* [Aim of the task] Select every line of the entries below that contains the word "order", treating uppercase and lowercase as different.

* [Supplied material]
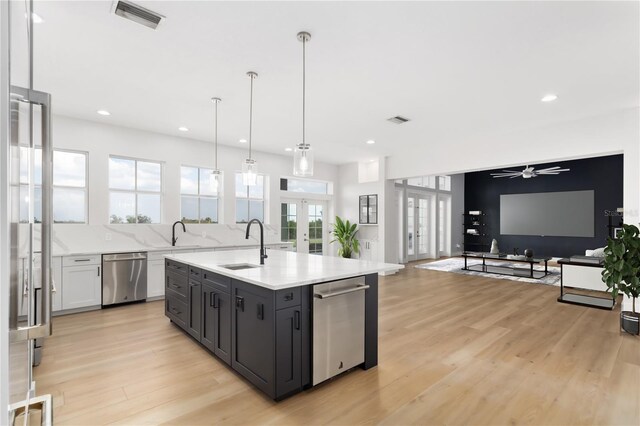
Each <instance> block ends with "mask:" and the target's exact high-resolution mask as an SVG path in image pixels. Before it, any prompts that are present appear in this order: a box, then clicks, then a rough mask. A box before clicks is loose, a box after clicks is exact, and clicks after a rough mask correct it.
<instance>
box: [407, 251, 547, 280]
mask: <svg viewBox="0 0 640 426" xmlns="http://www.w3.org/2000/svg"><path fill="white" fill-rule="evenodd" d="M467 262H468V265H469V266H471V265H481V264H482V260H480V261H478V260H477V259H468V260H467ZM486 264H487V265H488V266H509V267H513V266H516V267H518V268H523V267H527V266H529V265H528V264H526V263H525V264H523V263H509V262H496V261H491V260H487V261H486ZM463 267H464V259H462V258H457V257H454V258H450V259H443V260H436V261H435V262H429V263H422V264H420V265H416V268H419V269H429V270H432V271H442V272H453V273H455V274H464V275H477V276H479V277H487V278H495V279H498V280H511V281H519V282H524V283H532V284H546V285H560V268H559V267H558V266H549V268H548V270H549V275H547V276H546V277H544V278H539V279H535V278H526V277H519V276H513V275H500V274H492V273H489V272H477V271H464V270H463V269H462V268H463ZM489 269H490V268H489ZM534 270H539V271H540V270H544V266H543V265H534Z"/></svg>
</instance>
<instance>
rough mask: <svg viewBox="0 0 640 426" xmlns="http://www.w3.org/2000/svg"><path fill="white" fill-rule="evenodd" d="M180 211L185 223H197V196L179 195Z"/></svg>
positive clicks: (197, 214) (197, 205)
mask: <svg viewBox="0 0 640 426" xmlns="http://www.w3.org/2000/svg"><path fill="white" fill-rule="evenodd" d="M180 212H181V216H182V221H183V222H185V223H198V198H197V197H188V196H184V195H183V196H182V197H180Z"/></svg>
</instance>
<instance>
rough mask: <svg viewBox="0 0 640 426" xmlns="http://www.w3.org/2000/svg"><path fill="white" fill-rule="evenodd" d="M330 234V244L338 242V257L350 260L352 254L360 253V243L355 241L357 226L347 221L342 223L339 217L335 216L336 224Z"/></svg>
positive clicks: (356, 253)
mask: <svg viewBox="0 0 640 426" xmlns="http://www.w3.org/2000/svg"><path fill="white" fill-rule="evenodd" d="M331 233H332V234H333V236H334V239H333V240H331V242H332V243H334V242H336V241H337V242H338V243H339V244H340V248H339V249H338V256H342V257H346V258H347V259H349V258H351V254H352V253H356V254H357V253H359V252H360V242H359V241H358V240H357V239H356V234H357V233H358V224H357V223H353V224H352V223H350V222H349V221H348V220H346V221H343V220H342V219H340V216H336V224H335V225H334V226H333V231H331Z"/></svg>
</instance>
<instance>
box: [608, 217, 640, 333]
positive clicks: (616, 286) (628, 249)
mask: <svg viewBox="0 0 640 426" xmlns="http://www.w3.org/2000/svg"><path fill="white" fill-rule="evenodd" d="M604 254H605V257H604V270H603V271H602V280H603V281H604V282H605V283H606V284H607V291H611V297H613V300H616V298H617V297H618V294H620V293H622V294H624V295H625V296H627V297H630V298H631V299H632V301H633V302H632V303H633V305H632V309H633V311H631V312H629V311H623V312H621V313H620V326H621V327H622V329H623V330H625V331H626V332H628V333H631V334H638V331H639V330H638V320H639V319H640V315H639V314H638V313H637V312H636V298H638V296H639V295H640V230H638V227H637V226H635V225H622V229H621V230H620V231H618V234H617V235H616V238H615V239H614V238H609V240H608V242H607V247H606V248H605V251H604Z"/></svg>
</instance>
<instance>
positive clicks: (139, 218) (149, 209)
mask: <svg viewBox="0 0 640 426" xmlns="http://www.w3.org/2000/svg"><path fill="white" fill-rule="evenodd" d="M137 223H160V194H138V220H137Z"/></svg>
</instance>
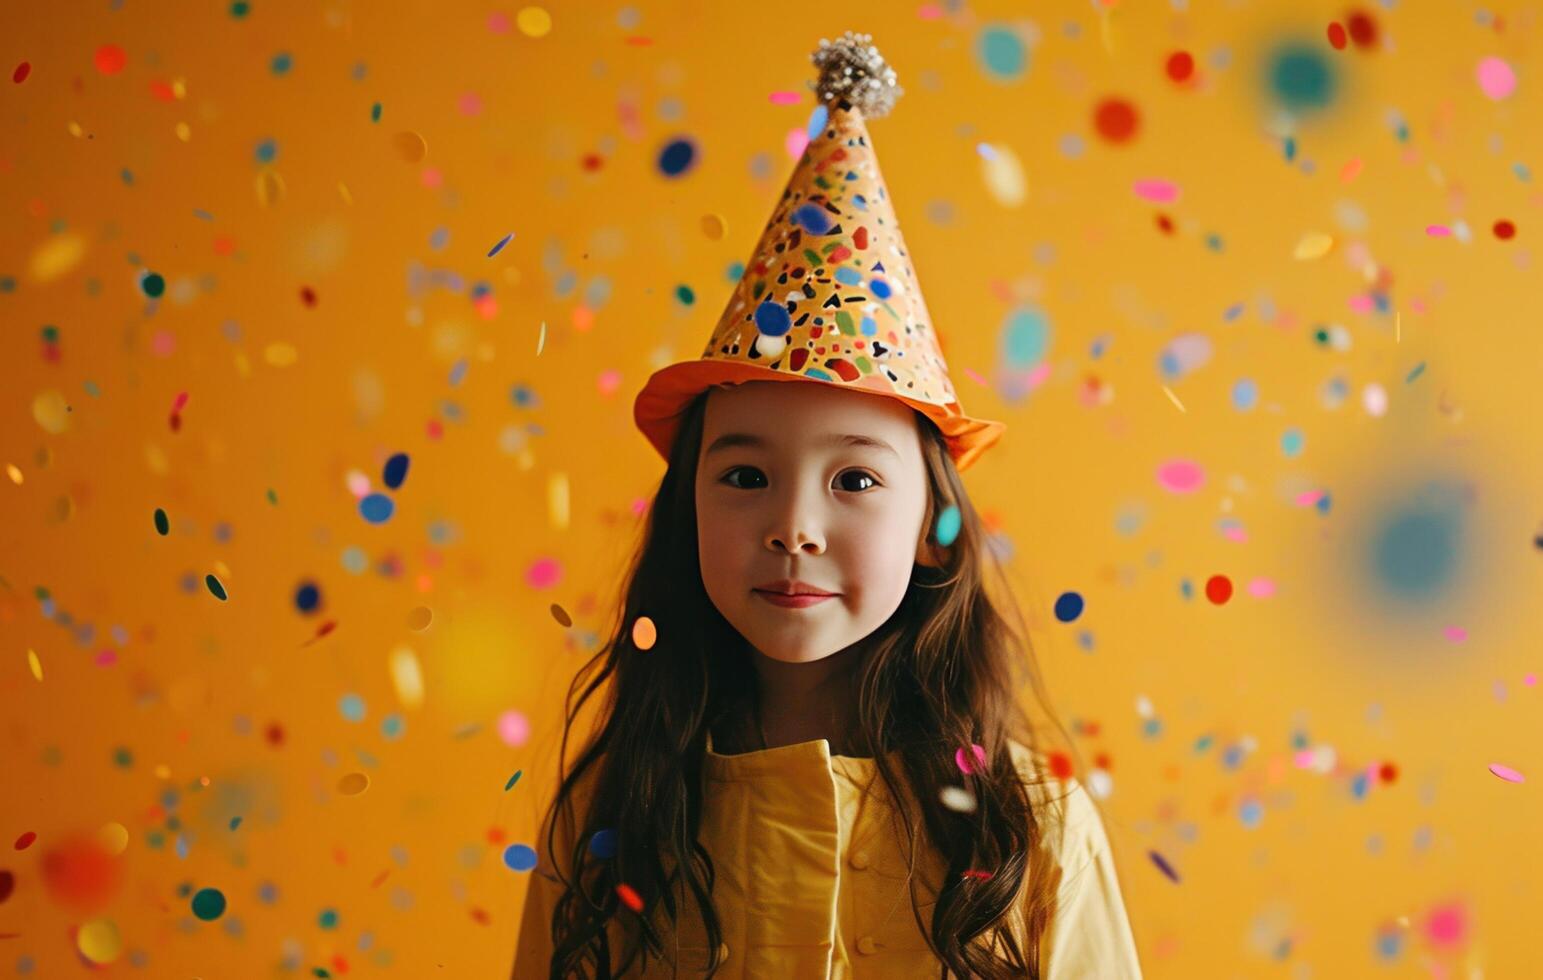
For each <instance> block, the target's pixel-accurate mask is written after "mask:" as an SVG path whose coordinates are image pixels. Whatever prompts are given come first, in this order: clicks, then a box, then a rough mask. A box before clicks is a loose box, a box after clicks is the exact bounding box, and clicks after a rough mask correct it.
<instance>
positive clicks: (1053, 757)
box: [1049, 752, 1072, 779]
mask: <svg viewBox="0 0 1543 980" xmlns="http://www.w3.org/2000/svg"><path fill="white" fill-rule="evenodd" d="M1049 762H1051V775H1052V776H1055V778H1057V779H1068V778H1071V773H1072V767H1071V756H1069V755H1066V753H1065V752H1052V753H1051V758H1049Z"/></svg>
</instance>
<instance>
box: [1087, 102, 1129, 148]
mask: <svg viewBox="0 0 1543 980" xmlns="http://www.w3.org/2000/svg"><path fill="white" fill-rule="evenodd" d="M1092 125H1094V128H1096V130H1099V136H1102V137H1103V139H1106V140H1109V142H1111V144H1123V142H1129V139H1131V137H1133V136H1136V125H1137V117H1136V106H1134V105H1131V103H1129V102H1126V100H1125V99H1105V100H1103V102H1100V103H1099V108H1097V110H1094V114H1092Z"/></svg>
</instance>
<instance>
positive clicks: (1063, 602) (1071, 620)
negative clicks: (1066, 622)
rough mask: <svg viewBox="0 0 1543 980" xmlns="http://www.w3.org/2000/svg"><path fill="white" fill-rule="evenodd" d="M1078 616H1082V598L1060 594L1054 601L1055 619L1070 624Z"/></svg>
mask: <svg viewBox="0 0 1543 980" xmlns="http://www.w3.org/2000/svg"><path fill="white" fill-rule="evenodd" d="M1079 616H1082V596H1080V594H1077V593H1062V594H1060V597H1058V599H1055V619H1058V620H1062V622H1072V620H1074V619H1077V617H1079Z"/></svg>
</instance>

* [Result of the exercise]
Each <instance> block ends with "mask:" and the target's exact high-resolution mask as an SVG path in image pixels. Before it, any prompts that are present appear in this order: a box, then clicks, then a rough mask. A box before clicks is loose, a box after clicks is exact, and clicks after a rough mask correct it.
For each <instance> block, the target's pixel-accurate mask is written after "mask:" as an SVG path whose coordinates are image pixels. Whatever prompts are given come first, in this order: clicks, then a box, then a rough mask. A box before clicks is a loose box, a box after clicks is the exact bounding box, and clicks after a rough mask correct it.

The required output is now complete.